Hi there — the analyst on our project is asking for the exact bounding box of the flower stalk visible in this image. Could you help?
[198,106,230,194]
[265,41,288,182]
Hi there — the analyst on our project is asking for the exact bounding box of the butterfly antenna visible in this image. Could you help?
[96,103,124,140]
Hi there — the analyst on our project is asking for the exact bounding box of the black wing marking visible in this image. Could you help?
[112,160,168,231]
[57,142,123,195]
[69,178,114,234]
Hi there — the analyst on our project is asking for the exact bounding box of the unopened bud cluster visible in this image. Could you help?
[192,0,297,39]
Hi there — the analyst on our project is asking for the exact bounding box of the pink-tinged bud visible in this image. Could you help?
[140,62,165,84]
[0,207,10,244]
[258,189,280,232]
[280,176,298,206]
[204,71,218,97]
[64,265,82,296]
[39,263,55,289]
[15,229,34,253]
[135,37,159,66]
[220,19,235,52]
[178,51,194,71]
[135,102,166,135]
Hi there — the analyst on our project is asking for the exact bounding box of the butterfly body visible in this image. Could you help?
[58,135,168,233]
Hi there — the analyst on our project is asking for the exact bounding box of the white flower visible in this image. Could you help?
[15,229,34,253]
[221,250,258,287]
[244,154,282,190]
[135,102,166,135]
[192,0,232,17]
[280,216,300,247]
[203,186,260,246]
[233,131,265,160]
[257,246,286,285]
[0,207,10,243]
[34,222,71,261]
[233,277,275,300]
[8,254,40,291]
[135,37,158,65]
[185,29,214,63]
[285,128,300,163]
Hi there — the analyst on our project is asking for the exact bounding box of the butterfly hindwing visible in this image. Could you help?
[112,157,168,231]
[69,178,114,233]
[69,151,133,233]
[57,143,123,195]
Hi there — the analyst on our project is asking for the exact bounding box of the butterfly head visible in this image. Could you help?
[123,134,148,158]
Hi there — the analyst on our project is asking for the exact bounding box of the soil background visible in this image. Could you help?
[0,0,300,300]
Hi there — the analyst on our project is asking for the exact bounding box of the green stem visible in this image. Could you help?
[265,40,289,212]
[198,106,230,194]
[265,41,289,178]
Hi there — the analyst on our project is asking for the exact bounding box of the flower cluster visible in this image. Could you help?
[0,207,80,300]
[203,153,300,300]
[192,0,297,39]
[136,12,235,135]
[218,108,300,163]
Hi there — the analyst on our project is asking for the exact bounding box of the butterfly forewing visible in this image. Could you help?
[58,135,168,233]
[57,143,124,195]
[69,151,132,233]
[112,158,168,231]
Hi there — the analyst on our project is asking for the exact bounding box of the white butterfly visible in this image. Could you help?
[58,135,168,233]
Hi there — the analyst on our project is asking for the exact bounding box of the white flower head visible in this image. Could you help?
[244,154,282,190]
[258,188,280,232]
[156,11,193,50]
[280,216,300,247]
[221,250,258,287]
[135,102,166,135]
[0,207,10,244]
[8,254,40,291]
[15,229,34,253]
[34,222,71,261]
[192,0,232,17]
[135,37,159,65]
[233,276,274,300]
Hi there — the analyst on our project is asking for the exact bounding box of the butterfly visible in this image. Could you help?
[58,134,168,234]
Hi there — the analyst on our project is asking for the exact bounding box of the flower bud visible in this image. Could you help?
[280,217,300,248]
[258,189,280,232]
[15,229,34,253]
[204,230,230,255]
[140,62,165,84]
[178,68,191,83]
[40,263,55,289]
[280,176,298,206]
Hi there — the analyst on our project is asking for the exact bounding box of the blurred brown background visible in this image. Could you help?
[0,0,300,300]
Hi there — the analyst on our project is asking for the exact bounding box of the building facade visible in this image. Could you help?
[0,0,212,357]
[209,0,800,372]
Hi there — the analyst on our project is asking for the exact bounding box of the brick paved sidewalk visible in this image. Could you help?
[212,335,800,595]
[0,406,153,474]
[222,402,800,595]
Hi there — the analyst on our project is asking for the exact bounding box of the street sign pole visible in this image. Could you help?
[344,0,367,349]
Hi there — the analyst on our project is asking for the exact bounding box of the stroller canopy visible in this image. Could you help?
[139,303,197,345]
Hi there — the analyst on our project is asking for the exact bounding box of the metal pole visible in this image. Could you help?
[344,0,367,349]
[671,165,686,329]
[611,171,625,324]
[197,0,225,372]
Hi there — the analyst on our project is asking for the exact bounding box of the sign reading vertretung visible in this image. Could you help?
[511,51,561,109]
...
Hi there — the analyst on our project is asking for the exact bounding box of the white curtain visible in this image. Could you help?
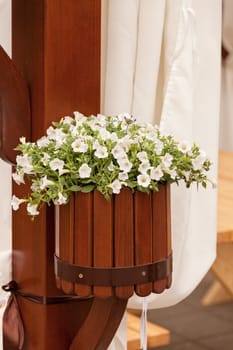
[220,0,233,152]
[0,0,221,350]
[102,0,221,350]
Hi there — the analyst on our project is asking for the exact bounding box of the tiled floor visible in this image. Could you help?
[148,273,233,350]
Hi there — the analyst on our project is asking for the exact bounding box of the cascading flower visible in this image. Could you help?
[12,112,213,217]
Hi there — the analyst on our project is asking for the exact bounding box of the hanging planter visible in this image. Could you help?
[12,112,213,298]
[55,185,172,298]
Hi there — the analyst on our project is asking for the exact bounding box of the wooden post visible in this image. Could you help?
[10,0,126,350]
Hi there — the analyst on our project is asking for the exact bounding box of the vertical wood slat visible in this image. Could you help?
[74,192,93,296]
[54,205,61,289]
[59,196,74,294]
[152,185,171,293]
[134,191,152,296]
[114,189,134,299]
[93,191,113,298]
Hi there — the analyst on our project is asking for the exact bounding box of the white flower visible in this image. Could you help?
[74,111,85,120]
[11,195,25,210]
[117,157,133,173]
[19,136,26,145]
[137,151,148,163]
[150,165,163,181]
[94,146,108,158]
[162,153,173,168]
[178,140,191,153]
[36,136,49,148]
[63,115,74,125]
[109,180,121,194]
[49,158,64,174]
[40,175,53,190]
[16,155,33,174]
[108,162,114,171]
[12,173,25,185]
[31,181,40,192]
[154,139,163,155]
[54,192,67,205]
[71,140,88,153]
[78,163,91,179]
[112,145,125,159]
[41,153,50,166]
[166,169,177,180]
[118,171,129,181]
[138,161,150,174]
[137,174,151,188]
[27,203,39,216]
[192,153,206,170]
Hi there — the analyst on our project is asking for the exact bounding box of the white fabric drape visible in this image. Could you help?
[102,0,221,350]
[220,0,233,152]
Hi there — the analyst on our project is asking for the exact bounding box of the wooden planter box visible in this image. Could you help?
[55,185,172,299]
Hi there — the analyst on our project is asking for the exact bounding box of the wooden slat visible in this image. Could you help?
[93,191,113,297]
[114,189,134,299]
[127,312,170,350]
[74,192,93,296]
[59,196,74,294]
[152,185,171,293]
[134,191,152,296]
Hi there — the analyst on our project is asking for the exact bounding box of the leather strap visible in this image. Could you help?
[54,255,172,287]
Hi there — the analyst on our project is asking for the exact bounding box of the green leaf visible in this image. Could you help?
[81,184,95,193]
* * *
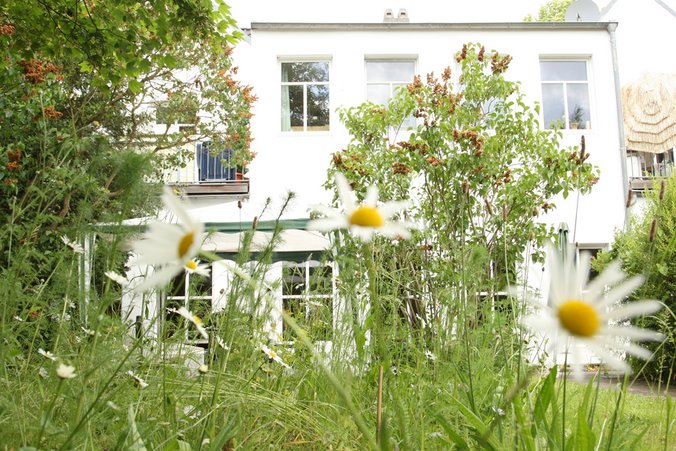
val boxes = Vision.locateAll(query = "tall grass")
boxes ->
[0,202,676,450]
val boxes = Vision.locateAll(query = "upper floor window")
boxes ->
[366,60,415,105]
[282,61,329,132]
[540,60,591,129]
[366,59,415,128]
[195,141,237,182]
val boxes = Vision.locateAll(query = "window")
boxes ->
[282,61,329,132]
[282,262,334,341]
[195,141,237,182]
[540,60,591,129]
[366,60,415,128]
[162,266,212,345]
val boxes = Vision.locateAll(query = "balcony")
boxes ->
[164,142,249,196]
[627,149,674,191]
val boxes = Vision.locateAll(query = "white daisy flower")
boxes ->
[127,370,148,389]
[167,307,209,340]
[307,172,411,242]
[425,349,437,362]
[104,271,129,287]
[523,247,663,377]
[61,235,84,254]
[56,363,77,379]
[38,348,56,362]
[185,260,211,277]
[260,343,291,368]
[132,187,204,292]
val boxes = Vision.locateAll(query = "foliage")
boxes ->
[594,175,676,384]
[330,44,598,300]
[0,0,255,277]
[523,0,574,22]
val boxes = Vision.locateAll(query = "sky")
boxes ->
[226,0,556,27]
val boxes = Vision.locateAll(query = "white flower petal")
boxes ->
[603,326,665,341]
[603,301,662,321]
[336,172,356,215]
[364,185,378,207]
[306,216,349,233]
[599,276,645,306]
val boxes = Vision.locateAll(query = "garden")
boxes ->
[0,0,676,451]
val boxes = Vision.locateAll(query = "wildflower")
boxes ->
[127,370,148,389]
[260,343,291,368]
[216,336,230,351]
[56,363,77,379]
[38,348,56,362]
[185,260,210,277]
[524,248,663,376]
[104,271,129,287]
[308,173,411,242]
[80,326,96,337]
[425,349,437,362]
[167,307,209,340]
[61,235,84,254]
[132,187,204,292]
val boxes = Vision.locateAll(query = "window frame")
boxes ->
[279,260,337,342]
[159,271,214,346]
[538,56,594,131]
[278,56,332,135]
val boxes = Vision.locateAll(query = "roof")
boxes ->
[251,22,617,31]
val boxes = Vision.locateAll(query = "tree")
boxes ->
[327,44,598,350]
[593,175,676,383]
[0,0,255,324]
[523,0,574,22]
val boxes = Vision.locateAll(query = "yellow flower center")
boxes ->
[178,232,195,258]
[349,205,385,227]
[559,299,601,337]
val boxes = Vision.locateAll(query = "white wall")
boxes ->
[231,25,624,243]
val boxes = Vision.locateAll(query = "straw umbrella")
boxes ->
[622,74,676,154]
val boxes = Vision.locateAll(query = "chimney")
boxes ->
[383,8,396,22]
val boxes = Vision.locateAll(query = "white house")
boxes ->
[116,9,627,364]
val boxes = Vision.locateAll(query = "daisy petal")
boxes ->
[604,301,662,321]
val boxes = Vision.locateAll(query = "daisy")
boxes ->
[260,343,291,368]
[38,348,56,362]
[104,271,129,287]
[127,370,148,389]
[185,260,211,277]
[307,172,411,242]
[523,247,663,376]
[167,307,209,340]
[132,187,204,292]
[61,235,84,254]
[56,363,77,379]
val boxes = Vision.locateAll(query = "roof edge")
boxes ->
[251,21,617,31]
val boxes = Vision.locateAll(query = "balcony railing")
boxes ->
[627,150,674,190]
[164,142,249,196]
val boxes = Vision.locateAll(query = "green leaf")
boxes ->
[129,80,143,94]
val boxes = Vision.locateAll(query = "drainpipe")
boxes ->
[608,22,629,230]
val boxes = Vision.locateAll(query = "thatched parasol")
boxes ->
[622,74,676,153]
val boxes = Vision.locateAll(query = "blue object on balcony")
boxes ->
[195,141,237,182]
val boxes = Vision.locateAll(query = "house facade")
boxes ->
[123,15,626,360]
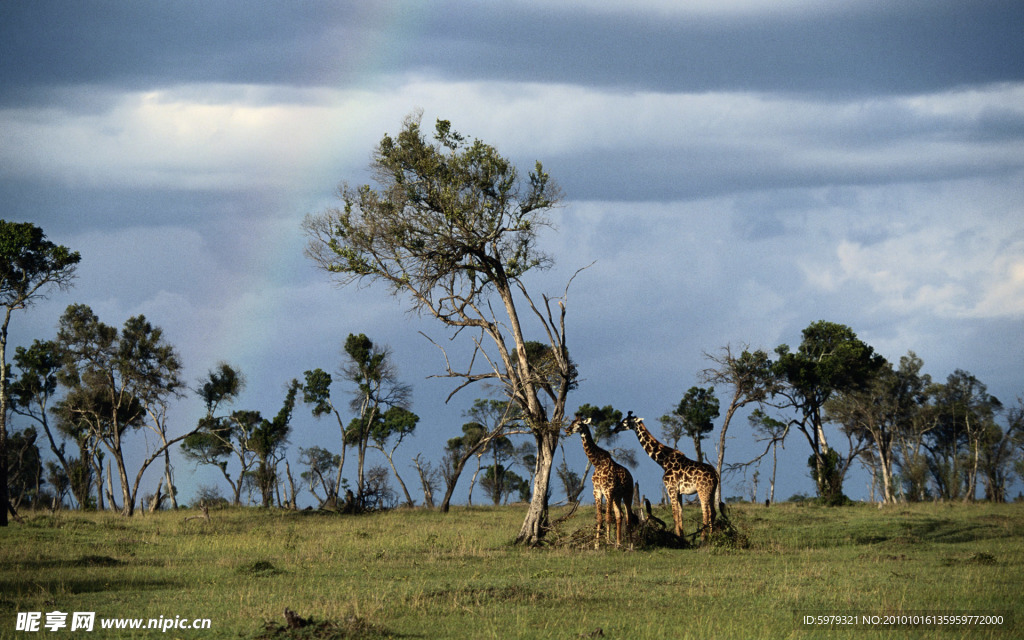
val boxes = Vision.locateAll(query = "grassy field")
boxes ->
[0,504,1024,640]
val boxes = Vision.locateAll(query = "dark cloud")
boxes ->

### Work to complete
Can you reproduce, word for word, the stretch of rows above that opens with the line containing "antenna visible in this image. Could you help?" and closes with the line containing "[69,178,114,234]", including both of those lines?

### Exercise solution
Hi there — the analyst on our project is asking for the exact bounding box of the butterfly antenna visible in this image. Could you help?
[96,103,124,140]
Hi there — the analyst on our project is asking for the exact bounding box of the black wing marking visible in this image. Could you help?
[112,160,168,231]
[57,142,123,195]
[69,178,114,234]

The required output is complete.